EXERCISE INSTRUCTIONS –
Reproduce all of the records below line for line, keeping every character unchanged.

........

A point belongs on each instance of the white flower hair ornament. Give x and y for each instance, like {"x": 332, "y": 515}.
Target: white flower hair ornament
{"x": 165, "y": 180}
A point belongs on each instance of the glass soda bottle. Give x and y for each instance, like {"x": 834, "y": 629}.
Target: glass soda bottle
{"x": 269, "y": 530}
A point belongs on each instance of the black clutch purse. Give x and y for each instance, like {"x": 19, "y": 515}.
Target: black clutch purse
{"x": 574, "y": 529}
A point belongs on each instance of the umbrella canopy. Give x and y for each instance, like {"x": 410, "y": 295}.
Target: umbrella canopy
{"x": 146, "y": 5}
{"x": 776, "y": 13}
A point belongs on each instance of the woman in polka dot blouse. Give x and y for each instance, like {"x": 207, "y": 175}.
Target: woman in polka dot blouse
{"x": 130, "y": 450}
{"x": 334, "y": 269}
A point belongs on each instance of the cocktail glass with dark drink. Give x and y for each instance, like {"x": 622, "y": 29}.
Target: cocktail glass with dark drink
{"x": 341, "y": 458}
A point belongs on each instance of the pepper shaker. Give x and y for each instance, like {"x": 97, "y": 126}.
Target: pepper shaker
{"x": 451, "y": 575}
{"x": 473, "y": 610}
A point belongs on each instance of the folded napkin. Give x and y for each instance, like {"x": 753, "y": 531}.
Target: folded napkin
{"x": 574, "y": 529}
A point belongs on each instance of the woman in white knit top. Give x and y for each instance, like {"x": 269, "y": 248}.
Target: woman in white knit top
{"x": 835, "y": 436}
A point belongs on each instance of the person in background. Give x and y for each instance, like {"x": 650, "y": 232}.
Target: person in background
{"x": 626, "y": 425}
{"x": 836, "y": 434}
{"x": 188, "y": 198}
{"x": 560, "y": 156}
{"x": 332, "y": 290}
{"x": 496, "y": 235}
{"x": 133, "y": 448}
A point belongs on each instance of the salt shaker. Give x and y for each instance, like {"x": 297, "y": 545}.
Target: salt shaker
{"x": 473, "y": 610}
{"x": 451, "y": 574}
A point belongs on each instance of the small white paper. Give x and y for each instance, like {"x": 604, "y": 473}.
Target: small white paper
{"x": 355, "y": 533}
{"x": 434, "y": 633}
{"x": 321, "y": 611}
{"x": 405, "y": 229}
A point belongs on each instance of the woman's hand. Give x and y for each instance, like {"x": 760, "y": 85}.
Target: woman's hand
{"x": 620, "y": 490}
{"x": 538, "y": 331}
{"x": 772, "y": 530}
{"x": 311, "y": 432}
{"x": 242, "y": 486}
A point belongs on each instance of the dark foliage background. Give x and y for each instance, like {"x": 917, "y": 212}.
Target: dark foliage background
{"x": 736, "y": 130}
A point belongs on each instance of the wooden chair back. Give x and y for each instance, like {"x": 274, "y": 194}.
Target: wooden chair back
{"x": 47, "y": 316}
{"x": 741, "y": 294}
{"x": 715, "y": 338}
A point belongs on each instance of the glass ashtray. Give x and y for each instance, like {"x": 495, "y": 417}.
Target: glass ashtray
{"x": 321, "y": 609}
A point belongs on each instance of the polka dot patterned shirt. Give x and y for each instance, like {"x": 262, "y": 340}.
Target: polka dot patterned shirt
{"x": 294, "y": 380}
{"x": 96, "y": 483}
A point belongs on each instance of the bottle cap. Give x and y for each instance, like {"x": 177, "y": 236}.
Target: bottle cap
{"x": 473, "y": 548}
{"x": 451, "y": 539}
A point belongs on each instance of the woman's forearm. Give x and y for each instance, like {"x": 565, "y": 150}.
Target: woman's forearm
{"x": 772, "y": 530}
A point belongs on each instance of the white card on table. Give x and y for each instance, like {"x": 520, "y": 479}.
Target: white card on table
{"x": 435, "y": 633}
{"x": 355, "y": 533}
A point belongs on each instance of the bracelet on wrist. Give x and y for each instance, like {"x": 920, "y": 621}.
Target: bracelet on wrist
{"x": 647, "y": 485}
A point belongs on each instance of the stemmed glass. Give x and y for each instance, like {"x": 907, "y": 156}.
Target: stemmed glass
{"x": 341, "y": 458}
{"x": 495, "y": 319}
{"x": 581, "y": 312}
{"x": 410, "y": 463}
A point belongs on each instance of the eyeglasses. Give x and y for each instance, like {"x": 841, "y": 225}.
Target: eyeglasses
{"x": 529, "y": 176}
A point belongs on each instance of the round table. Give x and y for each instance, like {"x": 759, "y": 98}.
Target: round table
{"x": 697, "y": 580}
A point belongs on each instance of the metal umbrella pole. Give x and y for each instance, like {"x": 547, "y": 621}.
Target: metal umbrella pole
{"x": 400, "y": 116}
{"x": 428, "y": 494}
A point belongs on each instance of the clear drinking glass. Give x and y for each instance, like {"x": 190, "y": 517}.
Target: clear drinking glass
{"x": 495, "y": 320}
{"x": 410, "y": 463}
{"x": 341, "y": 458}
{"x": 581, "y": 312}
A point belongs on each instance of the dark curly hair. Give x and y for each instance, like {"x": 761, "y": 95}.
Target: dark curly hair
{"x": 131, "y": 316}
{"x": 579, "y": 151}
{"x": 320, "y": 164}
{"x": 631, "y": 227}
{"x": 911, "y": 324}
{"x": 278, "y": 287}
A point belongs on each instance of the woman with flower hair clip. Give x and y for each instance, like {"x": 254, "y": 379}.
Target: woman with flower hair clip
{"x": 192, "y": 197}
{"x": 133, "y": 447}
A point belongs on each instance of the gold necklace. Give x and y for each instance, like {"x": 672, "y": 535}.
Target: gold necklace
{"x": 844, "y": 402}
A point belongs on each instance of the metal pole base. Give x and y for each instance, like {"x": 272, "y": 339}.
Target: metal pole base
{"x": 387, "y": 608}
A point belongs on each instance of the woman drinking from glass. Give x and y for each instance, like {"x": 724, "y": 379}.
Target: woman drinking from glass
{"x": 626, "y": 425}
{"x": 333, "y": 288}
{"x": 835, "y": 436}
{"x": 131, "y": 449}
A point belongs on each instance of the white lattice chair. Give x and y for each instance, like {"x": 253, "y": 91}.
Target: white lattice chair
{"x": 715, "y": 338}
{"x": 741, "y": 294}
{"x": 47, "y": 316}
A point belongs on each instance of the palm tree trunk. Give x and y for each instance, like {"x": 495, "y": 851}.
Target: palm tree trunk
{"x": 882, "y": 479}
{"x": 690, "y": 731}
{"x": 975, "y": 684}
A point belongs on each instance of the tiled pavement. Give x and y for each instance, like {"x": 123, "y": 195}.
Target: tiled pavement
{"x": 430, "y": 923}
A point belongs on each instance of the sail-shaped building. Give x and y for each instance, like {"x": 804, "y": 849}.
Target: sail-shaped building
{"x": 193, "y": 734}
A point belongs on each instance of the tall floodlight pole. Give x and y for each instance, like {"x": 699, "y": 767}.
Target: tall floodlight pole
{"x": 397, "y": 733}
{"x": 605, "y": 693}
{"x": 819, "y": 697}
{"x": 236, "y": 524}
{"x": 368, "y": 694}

........

REPLY TO THE EXERCISE –
A point belongs on each instance of the white flower hair ornament. Give x and y for each instance, like {"x": 332, "y": 515}.
Target: white flower hair ornament
{"x": 165, "y": 180}
A point belongs on each instance of the glass soda bottle. Give x and y for each instance, like {"x": 834, "y": 629}.
Target: glass soda bottle
{"x": 269, "y": 530}
A point belongs on each instance of the black clutch purse. Give x and y for each instance, like {"x": 19, "y": 515}.
Target: black clutch purse
{"x": 574, "y": 529}
A point belongs on each instance of the umbrella canopy. Give x and y for each instance, like {"x": 410, "y": 295}.
Target: umbrella canopy
{"x": 146, "y": 5}
{"x": 776, "y": 13}
A point belongs on each instance of the woman in polka dot blouse. Give x and y for each instance, like {"x": 207, "y": 175}.
Target: woman in polka dot blouse
{"x": 130, "y": 450}
{"x": 334, "y": 269}
A point belongs on each instance of the cocktail glass with dark drink. Give x and y for each instance, like {"x": 622, "y": 29}.
Target: cocktail glass with dark drink
{"x": 341, "y": 458}
A point belongs on each instance of the pepper shaker. Give x and y for each instance, like {"x": 97, "y": 126}.
Target: pepper shaker
{"x": 451, "y": 575}
{"x": 473, "y": 610}
A point belongs on each instance of the folded napkin. Give x and y for each instance, like {"x": 753, "y": 531}.
Target: folded napkin
{"x": 574, "y": 529}
A point belongs on each instance of the woman in white knit top. Give x and y for each instance, like {"x": 269, "y": 248}.
Target: woman in white knit top
{"x": 835, "y": 436}
A point belongs on each instance of the person in background. Give x and y for each instance, like {"x": 650, "y": 232}.
Target: person in background
{"x": 626, "y": 425}
{"x": 836, "y": 434}
{"x": 188, "y": 198}
{"x": 560, "y": 156}
{"x": 332, "y": 290}
{"x": 496, "y": 235}
{"x": 133, "y": 448}
A point belongs on each instance of the salt shaker. Give x and y for each instance, like {"x": 297, "y": 545}.
Target: salt shaker
{"x": 473, "y": 610}
{"x": 451, "y": 574}
A point belongs on each instance of the small white paper. Give x and y for each instance, like {"x": 604, "y": 473}.
Target: small white paper
{"x": 355, "y": 533}
{"x": 434, "y": 633}
{"x": 321, "y": 611}
{"x": 405, "y": 229}
A point belongs on each instance of the woman's hand. Give x and y for each instance, like {"x": 760, "y": 85}.
Target: woman's hand
{"x": 620, "y": 490}
{"x": 538, "y": 331}
{"x": 772, "y": 530}
{"x": 311, "y": 432}
{"x": 242, "y": 486}
A point belongs on each instance of the dark foliage background. Give x and y for each instance, like {"x": 917, "y": 212}.
Target: dark foliage background
{"x": 736, "y": 130}
A point belongs on each instance of the wooden chair back. Give x and y for each instance, like {"x": 274, "y": 194}.
Target: wooden chair back
{"x": 47, "y": 316}
{"x": 741, "y": 294}
{"x": 715, "y": 338}
A point belongs on each instance of the glass ashtray. Give x and y for each instance, like {"x": 495, "y": 417}.
Target: glass ashtray
{"x": 321, "y": 609}
A point belongs on each instance of the polka dot patterned shirt. Give x and y for each instance, like {"x": 262, "y": 340}.
Target: polka dot patterned shirt
{"x": 294, "y": 380}
{"x": 96, "y": 483}
A point belongs on each instance of the bottle cap. Give x and y for each instance, like {"x": 177, "y": 236}.
Target: bottle cap
{"x": 473, "y": 548}
{"x": 451, "y": 539}
A point belongs on each instance of the woman's forearm. Give x and y for each instance, like {"x": 565, "y": 150}.
Target: woman's forearm
{"x": 772, "y": 530}
A point belongs on each instance of the white card on table. Give x and y for each instance, like {"x": 520, "y": 479}.
Target: white card on table
{"x": 435, "y": 633}
{"x": 355, "y": 533}
A point belongs on each instance of the bracelet on wrist. Give x and y for each instance, like {"x": 920, "y": 621}.
Target: bracelet on wrist
{"x": 647, "y": 485}
A point belongs on each instance of the stemmed glass. Give x and y for each instance, like {"x": 907, "y": 156}.
Target: stemmed glass
{"x": 341, "y": 458}
{"x": 495, "y": 319}
{"x": 581, "y": 312}
{"x": 410, "y": 463}
A point belongs on each instance of the eyeglasses. Give x and y for each instance, like {"x": 841, "y": 225}.
Target: eyeglasses
{"x": 529, "y": 176}
A point belongs on each instance of the round table. Give x and y for each instance, like {"x": 759, "y": 98}.
Target: round table
{"x": 697, "y": 580}
A point belongs on each instance of the metal umbrella pole. Give x and y for each instance, like {"x": 547, "y": 621}.
Target: metal umbrella pole
{"x": 400, "y": 116}
{"x": 428, "y": 494}
A point belongs on each instance of the clear drinking glass. Give x and y for each instance, like {"x": 190, "y": 517}.
Target: clear drinking glass
{"x": 495, "y": 320}
{"x": 410, "y": 463}
{"x": 341, "y": 458}
{"x": 581, "y": 312}
A point belongs on each instance of the dark curly hair. Give x and y for each instance, like {"x": 761, "y": 95}.
Target: dark curly hair
{"x": 131, "y": 316}
{"x": 579, "y": 151}
{"x": 320, "y": 164}
{"x": 631, "y": 227}
{"x": 911, "y": 324}
{"x": 278, "y": 287}
A point belongs on each instance of the woman with flower hair clip. Give x and y for each instance, like {"x": 254, "y": 379}.
Target: woman with flower hair clip
{"x": 192, "y": 197}
{"x": 133, "y": 447}
A point belongs on each instance of the gold necklace. Give x and y for each instance, like {"x": 672, "y": 535}.
Target: gold necklace
{"x": 844, "y": 402}
A point belongs on each instance of the metal pole base. Give x and y for each instance, like {"x": 272, "y": 339}.
Target: metal pole base
{"x": 387, "y": 608}
A point belongs on each instance of the woman drinking from glass. Give x and y for each instance, like {"x": 724, "y": 379}.
Target: woman drinking from glass
{"x": 626, "y": 425}
{"x": 333, "y": 288}
{"x": 835, "y": 436}
{"x": 131, "y": 449}
A point belongs on each instance of the white lattice chair. Give x and y for each instance, like {"x": 253, "y": 91}.
Target: white lattice chair
{"x": 715, "y": 338}
{"x": 741, "y": 294}
{"x": 47, "y": 316}
A point belongs on each instance of the palm tree trunk. Give x and y for each instance, like {"x": 495, "y": 851}.
Target: palm tree trunk
{"x": 882, "y": 479}
{"x": 690, "y": 731}
{"x": 975, "y": 684}
A point belongs on each instance of the tiled pavement. Give x and y for each instance, like {"x": 123, "y": 195}.
Target: tiled pavement
{"x": 430, "y": 923}
A point belongs on each instance of the sail-shaped building. Give x and y for each instance, like {"x": 804, "y": 849}.
Target: sail-shaped building
{"x": 193, "y": 734}
A point belongs on each instance of the tall floodlight pole. Give x and y for each instance, like {"x": 699, "y": 767}.
Target: tall floodlight pole
{"x": 397, "y": 733}
{"x": 605, "y": 693}
{"x": 819, "y": 697}
{"x": 236, "y": 524}
{"x": 368, "y": 694}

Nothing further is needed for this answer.